Passage fourni ▸
==========
3.2 L'annexion japonaise (1910-1945)
 

En 1910, le Japon annexa la Corée et l'île Jéju porta alors le nom de «Saishū». Comme les Japonais méprisaient les Coréens, considérés comme un peuple vaincu, ils jugèrent tout aussi négativement les insulaires de Jéju. De plus, dans le domaine linguistique, le Japon fit tout pour éliminer la langue coréenne et la langue jéju afin de les remplacer par le japonais qui devint la langue officielle de la Corée, donc de l'île Jéju. La politique linguistique reposa sur l'enseignement forcé du kokugo, la «langue nationale», c'est-à-dire le japonais. En 1926, il y eut des manifestations contre la discrimination ethnique pratiquées par les enseignants japonais.

En 1931, les étudiants firent des grèves et des protestations à répétition lorsque les autorités scolaires refusèrent d'accorder des diplômes aux étudiants de l'île. Beaucoup de militants ont passé du temps en prison, pendant que d'autres insulaires immigraient à Osaka au Japon. Les efforts d'assimilation, incluant des mesures draconiennes telles que l'interdiction de la langue coréenne et de la langue jéju, et même des noms de famille coréens, ne prirent fin qu'avec la défaite du Japon (1945) pendant la Seconde Guerre mondiale.
==========
Extrait de données ▸
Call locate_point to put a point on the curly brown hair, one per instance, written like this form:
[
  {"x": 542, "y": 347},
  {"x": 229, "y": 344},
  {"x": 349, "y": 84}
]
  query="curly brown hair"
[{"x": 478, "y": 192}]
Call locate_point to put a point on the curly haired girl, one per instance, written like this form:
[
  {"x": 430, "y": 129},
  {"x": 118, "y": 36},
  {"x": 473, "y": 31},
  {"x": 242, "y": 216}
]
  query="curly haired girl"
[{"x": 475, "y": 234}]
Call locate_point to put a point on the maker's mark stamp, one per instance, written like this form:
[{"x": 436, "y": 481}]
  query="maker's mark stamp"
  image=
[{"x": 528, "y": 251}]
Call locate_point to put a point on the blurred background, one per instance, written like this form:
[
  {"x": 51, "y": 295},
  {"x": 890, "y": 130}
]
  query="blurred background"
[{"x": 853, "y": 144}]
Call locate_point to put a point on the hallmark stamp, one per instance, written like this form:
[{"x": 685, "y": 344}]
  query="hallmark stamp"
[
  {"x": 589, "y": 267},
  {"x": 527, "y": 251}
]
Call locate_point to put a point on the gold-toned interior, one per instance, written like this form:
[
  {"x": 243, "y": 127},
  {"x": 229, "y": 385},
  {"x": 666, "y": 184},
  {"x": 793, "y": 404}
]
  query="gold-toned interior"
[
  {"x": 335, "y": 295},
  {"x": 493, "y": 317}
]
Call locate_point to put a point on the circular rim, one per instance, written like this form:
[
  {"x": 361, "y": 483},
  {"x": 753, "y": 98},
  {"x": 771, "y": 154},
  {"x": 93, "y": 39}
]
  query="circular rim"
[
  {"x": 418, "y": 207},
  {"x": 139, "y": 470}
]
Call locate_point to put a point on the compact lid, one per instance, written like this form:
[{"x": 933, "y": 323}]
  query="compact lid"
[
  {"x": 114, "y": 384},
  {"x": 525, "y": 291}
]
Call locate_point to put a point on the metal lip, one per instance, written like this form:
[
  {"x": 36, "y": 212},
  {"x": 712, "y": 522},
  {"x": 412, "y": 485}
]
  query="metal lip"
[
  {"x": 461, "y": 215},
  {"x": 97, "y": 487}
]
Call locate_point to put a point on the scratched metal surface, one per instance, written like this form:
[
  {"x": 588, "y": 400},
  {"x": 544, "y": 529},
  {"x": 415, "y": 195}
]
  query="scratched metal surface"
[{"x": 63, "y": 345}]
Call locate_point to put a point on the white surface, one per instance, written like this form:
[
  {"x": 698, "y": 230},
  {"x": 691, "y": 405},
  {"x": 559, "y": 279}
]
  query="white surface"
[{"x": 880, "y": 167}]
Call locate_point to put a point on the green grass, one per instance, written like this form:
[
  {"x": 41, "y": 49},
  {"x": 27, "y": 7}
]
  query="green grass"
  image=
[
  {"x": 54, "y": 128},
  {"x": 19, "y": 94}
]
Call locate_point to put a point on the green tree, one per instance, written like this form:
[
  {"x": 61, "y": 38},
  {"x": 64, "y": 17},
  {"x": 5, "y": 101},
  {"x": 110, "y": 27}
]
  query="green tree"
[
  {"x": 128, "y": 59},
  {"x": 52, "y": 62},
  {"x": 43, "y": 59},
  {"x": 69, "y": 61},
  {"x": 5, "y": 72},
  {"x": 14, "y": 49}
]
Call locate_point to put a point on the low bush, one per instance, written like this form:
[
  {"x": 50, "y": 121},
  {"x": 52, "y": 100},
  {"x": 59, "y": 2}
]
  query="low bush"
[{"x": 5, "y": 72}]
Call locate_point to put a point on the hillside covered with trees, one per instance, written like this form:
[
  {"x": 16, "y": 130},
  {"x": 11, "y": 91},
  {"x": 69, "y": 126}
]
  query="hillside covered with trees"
==========
Consigne A ▸
Recopiez fidèlement le passage sur l'annexion japonaise de Jéju, depuis « En 1910, le » jusqu'à « les enseignants japonais. » inclus.
Consigne B ▸
D'après le passage sur l'annexion japonaise, quel nom l'île Jéju porta-t-elle après l'annexion de la Corée par le Japon en 1910 ?

Réponse rédigée A ▸
En 1910, le Japon annexa la Corée et l'île Jéju porta alors le nom de «Saishū». Comme les Japonais méprisaient les Coréens, considérés comme un peuple vaincu, ils jugèrent tout aussi négativement les insulaires de Jéju. De plus, dans le domaine linguistique, le Japon fit tout pour éliminer la langue coréenne et la langue jéju afin de les remplacer par le japonais qui devint la langue officielle de la Corée, donc de l'île Jéju. La politique linguistique reposa sur l'enseignement forcé du kokugo, la «langue nationale», c'est-à-dire le japonais. En 1926, il y eut des manifestations contre la discrimination ethnique pratiquées par les enseignants japonais.

Réponse rédigée B ▸
Elle porta le nom de « Saishū ».